- _ACTIVITY_:
Could you give the data below again, exactly and completely?

- _INFORMATION_:
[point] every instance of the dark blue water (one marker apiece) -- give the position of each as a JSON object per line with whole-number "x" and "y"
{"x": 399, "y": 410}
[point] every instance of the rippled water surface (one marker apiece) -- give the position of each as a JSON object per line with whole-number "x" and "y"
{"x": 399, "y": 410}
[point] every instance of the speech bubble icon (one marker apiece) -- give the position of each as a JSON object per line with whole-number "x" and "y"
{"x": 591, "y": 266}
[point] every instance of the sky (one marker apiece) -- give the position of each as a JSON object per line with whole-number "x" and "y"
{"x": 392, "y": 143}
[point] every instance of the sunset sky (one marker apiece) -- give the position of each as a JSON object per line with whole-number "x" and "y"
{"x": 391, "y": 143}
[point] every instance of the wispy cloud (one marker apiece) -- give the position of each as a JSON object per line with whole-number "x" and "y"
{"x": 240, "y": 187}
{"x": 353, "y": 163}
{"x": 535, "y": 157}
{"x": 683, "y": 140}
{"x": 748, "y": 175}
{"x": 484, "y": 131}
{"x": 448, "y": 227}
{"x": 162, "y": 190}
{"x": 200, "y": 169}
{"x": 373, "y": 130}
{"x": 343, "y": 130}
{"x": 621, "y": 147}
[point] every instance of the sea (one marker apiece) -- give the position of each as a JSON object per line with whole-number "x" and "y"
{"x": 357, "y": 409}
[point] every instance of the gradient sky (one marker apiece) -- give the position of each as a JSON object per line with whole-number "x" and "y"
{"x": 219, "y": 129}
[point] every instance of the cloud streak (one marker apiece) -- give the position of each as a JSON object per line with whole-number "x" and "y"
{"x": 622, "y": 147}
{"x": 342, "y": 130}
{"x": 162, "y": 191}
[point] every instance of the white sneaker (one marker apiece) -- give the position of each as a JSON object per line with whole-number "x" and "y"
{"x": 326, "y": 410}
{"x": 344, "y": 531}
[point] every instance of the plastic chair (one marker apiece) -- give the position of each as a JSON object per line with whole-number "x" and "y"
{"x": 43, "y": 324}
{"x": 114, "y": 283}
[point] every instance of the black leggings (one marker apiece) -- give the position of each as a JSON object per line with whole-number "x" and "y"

- _ANSWER BELOW_:
[point] every instance of the dark blue water (one marker apiece) -- give the position of each as a JSON object per line with whole-number "x" and "y"
{"x": 399, "y": 410}
[point] every instance of the rippled water surface (one marker apiece) -- give the position of each as a JSON object per line with whole-number "x" and "y"
{"x": 399, "y": 410}
[point] every instance of the speech bubble icon (one marker apiece) -- give the position of each as a JSON object per line with whole-number "x" and "y"
{"x": 591, "y": 266}
[point] every instance of the sky (one marker apiece) -- give the position of each as a JSON object per line with whole-number "x" and "y"
{"x": 392, "y": 143}
[point] every instance of the sunset sky (one marker apiece) -- give the position of each as a JSON object per line with whole-number "x" and "y"
{"x": 391, "y": 143}
[point] every instance of the wispy cloud (one marker apiece) -- give the position of each as a JSON object per line with whole-number "x" and "y"
{"x": 240, "y": 187}
{"x": 353, "y": 163}
{"x": 535, "y": 157}
{"x": 683, "y": 140}
{"x": 748, "y": 175}
{"x": 484, "y": 131}
{"x": 448, "y": 227}
{"x": 162, "y": 190}
{"x": 200, "y": 169}
{"x": 373, "y": 130}
{"x": 343, "y": 130}
{"x": 621, "y": 147}
[point] every instance of the sea (one marker apiece) -- give the position of each as a JSON object per line with whole-number "x" and "y"
{"x": 357, "y": 409}
[point] every instance of the gradient sky (one marker apiece) -- give the position of each as a JSON object per line with whole-number "x" and "y"
{"x": 219, "y": 129}
[point] every instance of the cloud streak (one marker apiece) -- give the position of each as a JSON object per line with whole-number "x" and "y"
{"x": 622, "y": 147}
{"x": 342, "y": 130}
{"x": 162, "y": 191}
[point] every instance of the white sneaker (one marker apiece) -- give the position of each as a JSON object per line with whole-number "x" and "y"
{"x": 326, "y": 410}
{"x": 344, "y": 531}
[point] every instance of the plastic chair (one marker apiece) -- give the position of each as a JSON object per line with whole-number "x" and "y"
{"x": 43, "y": 324}
{"x": 114, "y": 283}
[point] every instance of the black leggings (one marker apiece) -- give the position of each as a JSON object per line with whole-number "x" and "y"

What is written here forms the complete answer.